→ **EXERCISE OBJECTIVE**: Every entry below needs to be repeated exactly.

→ **GIVEN ENTRIES**:
────────────────────
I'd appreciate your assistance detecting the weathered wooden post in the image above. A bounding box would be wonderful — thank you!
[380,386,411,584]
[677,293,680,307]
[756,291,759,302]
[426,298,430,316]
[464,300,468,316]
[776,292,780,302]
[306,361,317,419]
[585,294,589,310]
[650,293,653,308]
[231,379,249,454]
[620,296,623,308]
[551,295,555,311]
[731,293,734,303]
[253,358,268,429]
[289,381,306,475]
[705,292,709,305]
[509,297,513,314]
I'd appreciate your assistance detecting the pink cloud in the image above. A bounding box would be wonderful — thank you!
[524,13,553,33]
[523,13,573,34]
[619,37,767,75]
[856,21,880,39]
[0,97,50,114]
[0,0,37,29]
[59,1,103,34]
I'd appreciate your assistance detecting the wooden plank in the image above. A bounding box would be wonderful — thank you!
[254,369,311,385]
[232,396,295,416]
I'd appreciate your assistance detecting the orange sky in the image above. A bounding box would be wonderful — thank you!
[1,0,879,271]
────────────────────
→ **ANSWER FOR THE TASK**:
I'd appreciate your assistance detecting the weathered wooden post in the image above. A bounding box would be wonderful — thank you!
[380,386,411,584]
[677,293,680,307]
[756,291,759,302]
[426,298,430,316]
[464,300,468,316]
[776,292,780,302]
[306,361,317,419]
[585,294,589,310]
[650,293,653,308]
[231,379,249,454]
[620,296,623,308]
[551,295,555,311]
[731,293,734,303]
[253,358,268,429]
[289,381,306,475]
[705,292,709,305]
[509,297,513,314]
I'd appreciate your assistance detecting the pink cloud in the image above. A bounding box would be wonderful — thank you!
[524,13,553,33]
[523,13,573,34]
[619,37,767,75]
[856,21,880,39]
[0,97,50,114]
[0,0,37,29]
[59,1,103,34]
I'd appreciate your assistance detecting the wooden plank in the image above. A bounding box would be wonderful — thank you!
[254,369,311,385]
[232,396,295,416]
I'd appreciate your assistance detecting the orange sky in the image above. A bounding box would be wonderful — thank you!
[1,0,879,271]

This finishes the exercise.